- **What needs to be done**
Treat the line containing "Category: curved stem" as the first line and the final line of the material below as the last; reproduce that range exactly.

- **Raw records**
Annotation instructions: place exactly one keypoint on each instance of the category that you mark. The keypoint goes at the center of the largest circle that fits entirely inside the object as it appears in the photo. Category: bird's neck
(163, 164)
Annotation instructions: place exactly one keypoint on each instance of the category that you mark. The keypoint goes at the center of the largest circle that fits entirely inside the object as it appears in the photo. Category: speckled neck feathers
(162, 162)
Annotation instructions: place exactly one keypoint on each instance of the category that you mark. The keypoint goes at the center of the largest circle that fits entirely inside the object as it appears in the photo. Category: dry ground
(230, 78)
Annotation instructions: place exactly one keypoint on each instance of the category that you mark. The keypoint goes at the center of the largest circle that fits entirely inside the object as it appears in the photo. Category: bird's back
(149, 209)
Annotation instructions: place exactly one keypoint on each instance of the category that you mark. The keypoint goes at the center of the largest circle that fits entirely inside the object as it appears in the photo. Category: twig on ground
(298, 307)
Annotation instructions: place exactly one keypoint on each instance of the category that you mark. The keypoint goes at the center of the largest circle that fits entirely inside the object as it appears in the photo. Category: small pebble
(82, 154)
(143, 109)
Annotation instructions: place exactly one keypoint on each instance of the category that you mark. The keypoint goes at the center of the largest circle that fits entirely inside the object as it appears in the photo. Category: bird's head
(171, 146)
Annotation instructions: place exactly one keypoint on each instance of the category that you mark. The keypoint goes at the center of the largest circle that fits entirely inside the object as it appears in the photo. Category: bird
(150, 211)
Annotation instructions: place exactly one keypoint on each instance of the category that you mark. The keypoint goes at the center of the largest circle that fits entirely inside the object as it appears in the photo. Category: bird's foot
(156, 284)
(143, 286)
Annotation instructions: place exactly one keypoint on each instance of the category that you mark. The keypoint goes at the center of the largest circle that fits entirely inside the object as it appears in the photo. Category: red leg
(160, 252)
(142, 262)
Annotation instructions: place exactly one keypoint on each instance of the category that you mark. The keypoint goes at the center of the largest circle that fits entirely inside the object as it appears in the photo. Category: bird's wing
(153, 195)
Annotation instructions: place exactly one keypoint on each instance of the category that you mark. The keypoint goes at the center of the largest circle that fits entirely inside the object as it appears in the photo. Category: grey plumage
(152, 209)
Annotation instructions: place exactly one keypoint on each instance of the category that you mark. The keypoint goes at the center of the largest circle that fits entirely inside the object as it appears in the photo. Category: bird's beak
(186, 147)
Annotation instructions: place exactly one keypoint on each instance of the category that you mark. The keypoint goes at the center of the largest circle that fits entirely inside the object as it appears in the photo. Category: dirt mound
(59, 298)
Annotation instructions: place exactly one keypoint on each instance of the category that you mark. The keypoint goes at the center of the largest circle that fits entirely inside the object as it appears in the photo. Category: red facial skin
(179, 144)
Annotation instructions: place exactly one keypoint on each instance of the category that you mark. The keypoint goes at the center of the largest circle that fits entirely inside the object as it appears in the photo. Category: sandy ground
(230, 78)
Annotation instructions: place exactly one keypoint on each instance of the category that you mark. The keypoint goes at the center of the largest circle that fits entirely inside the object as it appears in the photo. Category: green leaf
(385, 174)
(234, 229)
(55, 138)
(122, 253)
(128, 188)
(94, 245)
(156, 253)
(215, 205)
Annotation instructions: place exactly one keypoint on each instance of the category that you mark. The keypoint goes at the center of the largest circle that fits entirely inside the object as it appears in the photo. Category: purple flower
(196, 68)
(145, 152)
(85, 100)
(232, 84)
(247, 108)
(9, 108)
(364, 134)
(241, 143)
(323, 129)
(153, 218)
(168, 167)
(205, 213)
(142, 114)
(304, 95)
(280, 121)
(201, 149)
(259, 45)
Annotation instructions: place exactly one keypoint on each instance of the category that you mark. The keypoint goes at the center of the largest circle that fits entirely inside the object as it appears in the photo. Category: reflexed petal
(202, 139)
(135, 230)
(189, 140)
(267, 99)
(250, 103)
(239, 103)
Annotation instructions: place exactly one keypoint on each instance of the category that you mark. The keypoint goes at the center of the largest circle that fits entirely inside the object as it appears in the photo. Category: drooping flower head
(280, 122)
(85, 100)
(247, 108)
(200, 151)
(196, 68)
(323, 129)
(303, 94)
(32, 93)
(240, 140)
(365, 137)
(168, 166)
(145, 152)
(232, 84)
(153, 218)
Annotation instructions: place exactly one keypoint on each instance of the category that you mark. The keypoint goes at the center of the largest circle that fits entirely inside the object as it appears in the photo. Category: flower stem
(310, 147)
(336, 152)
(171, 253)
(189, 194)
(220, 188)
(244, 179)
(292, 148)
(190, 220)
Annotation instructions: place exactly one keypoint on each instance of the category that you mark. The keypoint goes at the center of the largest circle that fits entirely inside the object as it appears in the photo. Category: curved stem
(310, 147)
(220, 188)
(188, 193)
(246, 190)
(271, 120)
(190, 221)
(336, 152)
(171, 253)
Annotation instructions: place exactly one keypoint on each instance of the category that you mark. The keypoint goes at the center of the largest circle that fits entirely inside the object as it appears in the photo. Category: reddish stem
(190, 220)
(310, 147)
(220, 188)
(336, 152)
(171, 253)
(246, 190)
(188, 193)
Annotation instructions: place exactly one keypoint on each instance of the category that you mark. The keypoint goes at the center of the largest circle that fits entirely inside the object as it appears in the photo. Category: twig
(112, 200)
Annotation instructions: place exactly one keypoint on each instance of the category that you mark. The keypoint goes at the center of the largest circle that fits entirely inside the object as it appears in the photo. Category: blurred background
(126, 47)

- **Result of this exercise**
Annotation instructions: place exactly one keypoint on each instance of the category that you mark. The keypoint goes at the center of the largest circle that fits entirely inside the object as it appears in the photo. Category: curved stem
(310, 147)
(220, 188)
(188, 193)
(246, 190)
(271, 120)
(190, 221)
(336, 152)
(171, 253)
Annotation instructions: place exactly one keypoint on each instance of the category that you mark. The keypoint goes at the center of the largest circle that fits entirely inside the object as it appears in the photo. Category: reddish stem
(190, 220)
(310, 147)
(220, 188)
(336, 152)
(171, 253)
(246, 190)
(188, 193)
Annotation instructions: place exactly one keypoint on each instance of the category that you mark. The keypoint goes at the center of the largest circle that fits entirely inside the object as it appears in the photo. Category: twig
(112, 200)
Annotation instructions: place exactly one keypoint on each instance of the category that you mark. The keypoint goes at the center of the largest circle that fits entirely inside the object as it appears in the photo. Category: blurred background
(126, 47)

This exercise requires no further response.